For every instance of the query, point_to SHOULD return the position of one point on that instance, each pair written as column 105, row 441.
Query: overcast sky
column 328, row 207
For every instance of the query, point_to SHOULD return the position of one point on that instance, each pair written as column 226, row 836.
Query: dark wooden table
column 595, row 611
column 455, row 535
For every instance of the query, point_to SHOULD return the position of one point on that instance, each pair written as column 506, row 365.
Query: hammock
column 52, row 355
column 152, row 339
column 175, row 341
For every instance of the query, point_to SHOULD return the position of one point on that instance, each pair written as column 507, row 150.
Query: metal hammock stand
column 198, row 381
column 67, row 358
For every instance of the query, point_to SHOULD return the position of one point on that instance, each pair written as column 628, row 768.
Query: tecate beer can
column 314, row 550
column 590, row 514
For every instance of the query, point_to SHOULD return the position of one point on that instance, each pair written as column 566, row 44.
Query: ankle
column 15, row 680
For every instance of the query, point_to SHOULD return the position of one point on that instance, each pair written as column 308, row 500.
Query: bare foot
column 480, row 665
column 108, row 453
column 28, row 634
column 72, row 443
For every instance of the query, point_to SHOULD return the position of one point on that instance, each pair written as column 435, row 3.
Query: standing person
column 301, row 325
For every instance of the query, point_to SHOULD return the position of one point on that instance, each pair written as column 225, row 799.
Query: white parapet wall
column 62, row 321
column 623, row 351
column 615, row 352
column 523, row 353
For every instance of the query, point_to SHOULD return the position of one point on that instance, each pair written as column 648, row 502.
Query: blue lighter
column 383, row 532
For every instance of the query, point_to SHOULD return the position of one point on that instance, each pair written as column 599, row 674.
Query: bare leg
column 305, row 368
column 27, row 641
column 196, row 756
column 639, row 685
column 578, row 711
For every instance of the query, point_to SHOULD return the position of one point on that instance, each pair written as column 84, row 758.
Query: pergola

§ **AIM OF THE TASK**
Put every line of the entries above into a JSON list of strings, with one string per line and no blank lines.

§ **FINAL RESULT**
[
  "For every instance of the query, point_to SHOULD return the position of one point on that instance, each pair written as column 105, row 441.",
  "Query: overcast sky",
  "column 328, row 207",
  "For every instance of the query, point_to SHOULD return the position of one point on that instance, each pair written as column 226, row 836.",
  "Query: dark wooden table",
  "column 595, row 611",
  "column 455, row 535",
  "For every instance of the query, point_to SHOULD return the position of one point on that instance, each pair written as column 506, row 365.",
  "Query: hammock",
  "column 52, row 355",
  "column 152, row 339",
  "column 175, row 341",
  "For every instance of the query, point_to SHOULD return the position of one point on that instance, each pair written as column 507, row 150.",
  "Query: metal hammock stand",
  "column 198, row 381",
  "column 67, row 358",
  "For every instance of the query, point_to SHOULD return the position of one point on that instance, each pair written as column 628, row 768.",
  "Query: tecate beer can",
  "column 314, row 550",
  "column 590, row 514",
  "For every instance of the query, point_to SHOULD return the position of one point on that instance, each pair written as column 566, row 44.",
  "Query: ankle",
  "column 15, row 680",
  "For every instance of the query, point_to SHOULD return the position of one point on that instance, each pair written as column 308, row 500.",
  "Query: bare foot",
  "column 480, row 665",
  "column 108, row 453",
  "column 28, row 634",
  "column 72, row 443",
  "For every instance of the query, point_to SHOULD return the position of one point on that instance, each pair written as column 435, row 3.",
  "Query: standing person",
  "column 301, row 325",
  "For every instance of the query, point_to SHOULD return the position of one point on that instance, each pair written as column 225, row 799.",
  "Query: white parapet wall",
  "column 62, row 321",
  "column 623, row 351",
  "column 615, row 352",
  "column 523, row 353",
  "For every instance of the query, point_to SHOULD return the position of one point on that instance, each pair written as column 648, row 502.",
  "Query: blue lighter",
  "column 383, row 532",
  "For every instance of the query, point_to SHOULD return the position of one point on that instance, each pair written as column 599, row 674.",
  "Query: bare leg",
  "column 305, row 368",
  "column 27, row 641",
  "column 196, row 756",
  "column 639, row 685",
  "column 578, row 711",
  "For every instance of the query, point_to SHOULD return the position of one point on that instance, each pair written as column 84, row 758.",
  "Query: pergola"
]